• [Requirement] Reproduce everything from the line containing "# test: locate the dark grey" down to the end of the listing, replacing "pin" with "marker" and leaving all else unchanged. Return only those lines.
--
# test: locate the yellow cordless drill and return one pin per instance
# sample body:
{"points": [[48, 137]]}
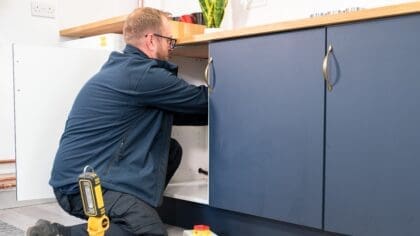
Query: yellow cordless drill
{"points": [[93, 203]]}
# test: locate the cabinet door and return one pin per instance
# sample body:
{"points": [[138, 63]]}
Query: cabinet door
{"points": [[266, 126], [373, 131]]}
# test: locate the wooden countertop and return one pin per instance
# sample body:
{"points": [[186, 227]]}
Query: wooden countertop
{"points": [[114, 25]]}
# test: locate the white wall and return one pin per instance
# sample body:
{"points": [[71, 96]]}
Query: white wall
{"points": [[17, 25], [237, 15]]}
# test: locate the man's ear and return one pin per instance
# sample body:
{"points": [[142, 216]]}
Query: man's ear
{"points": [[150, 44]]}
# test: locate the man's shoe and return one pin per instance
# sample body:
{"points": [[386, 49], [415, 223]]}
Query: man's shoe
{"points": [[43, 228]]}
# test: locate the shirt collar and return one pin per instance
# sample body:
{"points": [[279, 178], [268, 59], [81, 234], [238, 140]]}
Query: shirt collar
{"points": [[130, 49]]}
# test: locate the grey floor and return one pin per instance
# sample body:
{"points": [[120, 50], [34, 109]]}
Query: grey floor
{"points": [[15, 221]]}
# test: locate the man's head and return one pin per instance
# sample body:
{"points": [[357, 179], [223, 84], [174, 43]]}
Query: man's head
{"points": [[149, 30]]}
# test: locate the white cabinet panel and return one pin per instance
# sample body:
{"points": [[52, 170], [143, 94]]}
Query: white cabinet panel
{"points": [[47, 79]]}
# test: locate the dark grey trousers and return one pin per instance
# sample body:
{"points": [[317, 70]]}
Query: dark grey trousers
{"points": [[128, 215]]}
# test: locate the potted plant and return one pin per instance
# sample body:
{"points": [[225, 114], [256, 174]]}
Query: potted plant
{"points": [[213, 12]]}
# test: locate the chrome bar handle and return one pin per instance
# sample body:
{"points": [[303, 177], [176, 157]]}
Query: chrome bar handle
{"points": [[325, 68], [206, 72]]}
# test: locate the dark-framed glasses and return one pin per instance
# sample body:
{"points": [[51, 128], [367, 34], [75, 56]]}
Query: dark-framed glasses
{"points": [[171, 41]]}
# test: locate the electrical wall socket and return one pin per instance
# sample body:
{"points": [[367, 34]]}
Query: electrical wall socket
{"points": [[43, 9]]}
--
• [Problem solution]
# test: locate the dark grey trousers and return one marker per instance
# sample body:
{"points": [[317, 70]]}
Query: dark grey trousers
{"points": [[128, 215]]}
# test: locate the potted plant and return one marker per instance
# sample body:
{"points": [[225, 114], [256, 174]]}
Query: potted plant
{"points": [[213, 12]]}
# test: locate the chrome bar handle and return one marker per instance
# sample body:
{"points": [[303, 177], [176, 157]]}
Query: chrome bar handle
{"points": [[325, 68], [206, 72]]}
# test: locate the dark-framed glasses and return one marker per instance
# sample body:
{"points": [[51, 128], [367, 34], [75, 56]]}
Query: dark-framed glasses
{"points": [[171, 41]]}
# test: locate the electrical wall socket and return one marker per instance
# sample body:
{"points": [[367, 34]]}
Query: electrical wall socket
{"points": [[43, 9]]}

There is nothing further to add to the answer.